** BEGIN Page **

FIG. 5 is a flowchart illustrating methods for managing a battery for a portable electronic device according to exemplary embodiments of the present invention. The management method shown in FIG. 5 may be embodied using the battery consumption management apparatus described above with reference to FIGS. 1 through 3. Accordingly, the battery management methods illustrated in FIG. 5 will be described in relation to and can be inferred from the description herein of the portable electronic device 1 of FIG. 1 to FIG. 3, according to exemplary embodiments; however, aspects are not limited thereto such that the battery management methods may be applied to other electronic devices.

Referring to FIG. 5, initially, an updating time period of real-time battery consumption information of the one or more battery consumption elements or of the portable electronic device 1 may be set at operation S301. Although the updating time period may be preset as an internal value of the portable electronic device 1, it is assumed in the exemplary embodiments that a user may arbitrarily set the updating time period.

Accordingly, when the battery application does not permit the user to change the updating time period or when the updating time period is already set, even if the user is permitted to change the updating period, operation S301 may be omitted. A menu for setting the updating time period may be provided to the user in various ways. For example, after the user executes the battery application (refer to FIG. 3) of the portable electronic device 1, the user may select a user setup menu. Even if the battery application is not executed, the menu for setting the updating time period may be provided to the user after the user executes an environment setup menu of the portable electronic device 1, for example.

Thereafter, real-time power consumption of the portable electronic device 1 may be calculated or determined at the set updating time periods at operation S302, and a current or a present status level of the power consumption may be determined based on the calculated or determined real-time power consumption at operation S303. The status level of the power consumption may define a power consumption status and may indicate a present degree of power consumption of the portable electronic device 1.

In this regard, the status level may be one selected out of a plurality of status levels, which may respectively correspond to a plurality of subsections into which a range between a minimum power consumption status and a maximum power consumption status is divided. For example, the determination at operation S303 of the status level of the power consumption may include, for example, obtaining use data of each or the one or more of battery consumption elements included in the portable electronic device 1, and determining the status level based on real-time power consumption obtained using the use data and a current consumption DB, according to exemplary embodiments.

** END Page **
** BEGIN Extracted records **

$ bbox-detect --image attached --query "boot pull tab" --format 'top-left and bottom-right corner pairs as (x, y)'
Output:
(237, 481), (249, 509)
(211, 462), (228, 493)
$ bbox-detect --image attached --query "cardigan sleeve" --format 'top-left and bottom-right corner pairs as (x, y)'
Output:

** END Extracted records **
** BEGIN Extracted records **

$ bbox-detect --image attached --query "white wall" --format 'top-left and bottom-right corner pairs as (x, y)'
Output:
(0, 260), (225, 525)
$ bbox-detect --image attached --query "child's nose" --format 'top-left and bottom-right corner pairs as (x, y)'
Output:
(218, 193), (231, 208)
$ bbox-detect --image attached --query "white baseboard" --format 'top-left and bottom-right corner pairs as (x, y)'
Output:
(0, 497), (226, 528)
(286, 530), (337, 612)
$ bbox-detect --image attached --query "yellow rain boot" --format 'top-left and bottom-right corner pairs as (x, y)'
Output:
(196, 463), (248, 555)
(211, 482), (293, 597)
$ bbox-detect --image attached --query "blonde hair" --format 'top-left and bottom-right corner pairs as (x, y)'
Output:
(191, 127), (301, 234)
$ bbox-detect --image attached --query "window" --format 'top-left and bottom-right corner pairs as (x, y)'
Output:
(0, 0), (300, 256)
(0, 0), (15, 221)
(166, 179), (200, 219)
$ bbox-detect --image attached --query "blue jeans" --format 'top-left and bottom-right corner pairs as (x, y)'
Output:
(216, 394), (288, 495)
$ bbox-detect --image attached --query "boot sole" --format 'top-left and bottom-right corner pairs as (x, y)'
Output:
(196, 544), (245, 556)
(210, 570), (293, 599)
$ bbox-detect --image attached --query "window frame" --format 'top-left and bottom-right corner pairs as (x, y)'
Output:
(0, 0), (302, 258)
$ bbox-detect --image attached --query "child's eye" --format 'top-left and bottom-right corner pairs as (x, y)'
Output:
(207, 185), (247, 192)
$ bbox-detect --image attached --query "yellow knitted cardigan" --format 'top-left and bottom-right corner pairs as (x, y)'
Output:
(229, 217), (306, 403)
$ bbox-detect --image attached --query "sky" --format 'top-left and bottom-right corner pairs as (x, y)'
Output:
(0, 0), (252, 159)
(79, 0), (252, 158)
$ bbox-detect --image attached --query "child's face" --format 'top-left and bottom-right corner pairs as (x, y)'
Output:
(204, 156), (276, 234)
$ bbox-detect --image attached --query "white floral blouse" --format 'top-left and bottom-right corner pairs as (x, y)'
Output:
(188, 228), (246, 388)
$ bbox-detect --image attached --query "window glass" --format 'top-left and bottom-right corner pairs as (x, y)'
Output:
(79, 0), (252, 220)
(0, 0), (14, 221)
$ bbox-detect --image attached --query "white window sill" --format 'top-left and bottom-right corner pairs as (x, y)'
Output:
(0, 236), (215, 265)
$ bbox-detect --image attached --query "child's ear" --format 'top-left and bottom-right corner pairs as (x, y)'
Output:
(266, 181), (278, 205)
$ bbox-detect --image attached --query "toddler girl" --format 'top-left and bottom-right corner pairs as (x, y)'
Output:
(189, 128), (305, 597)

** END Extracted records **

Jobs
a. Which lines in the entries contain the string "boot"? Pick out each of them.
b. Could you carry on the battery management passage from its final sentence?
The entries have no connection to the battery management passage.

Answers
a.
$ bbox-detect --image attached --query "boot pull tab" --format 'top-left and bottom-right corner pairs as (x, y)'
$ bbox-detect --image attached --query "yellow rain boot" --format 'top-left and bottom-right corner pairs as (x, y)'
$ bbox-detect --image attached --query "boot sole" --format 'top-left and bottom-right corner pairs as (x, y)'

b.
Referring again to FIG. 5, real-time battery consumption information corresponding to the status level obtained as the determination result in operation S303 may be displayed on a status display region, such as on the display 80 at operation S304. The status display region may correspond to a status bar or notification bar of a smart phone or a tablet computer, for example.

FIG. 6A is a diagram illustrating real-time battery consumption information on a status bar 605 associated with a display 601 of the portable electronic device 1 according to exemplary embodiments of the present invention. In FIG. 6A, the real-time battery consumption information is illustrated as a symbol 610 including a number described in a double circle surrounded with a dotted square is displayed on the status bar 605 (or a status display region disposed at an uppermost end of the display 601). In FIG. 6A, the number written in the symbol 610 in the hatched double circle refers to a battery usage level, and the real-time battery consumption information, that is, status levels may be distinguished from one another by color of a hatched region, for example, for ease of user reference or recognition.

However, the exemplary embodiments are not limited thereto, and the status levels, such as levels, sections or grades of the power consumption, may be distinguished from one another by color of another region of the symbol 610 or by changing the shape of the symbol 610, for example. In FIG. 6A, characters or images displayed on the display 601 of the portable electronic device 1 instead of the status display bar 605 show an example of a display screen of the portable electronic device 1, for example.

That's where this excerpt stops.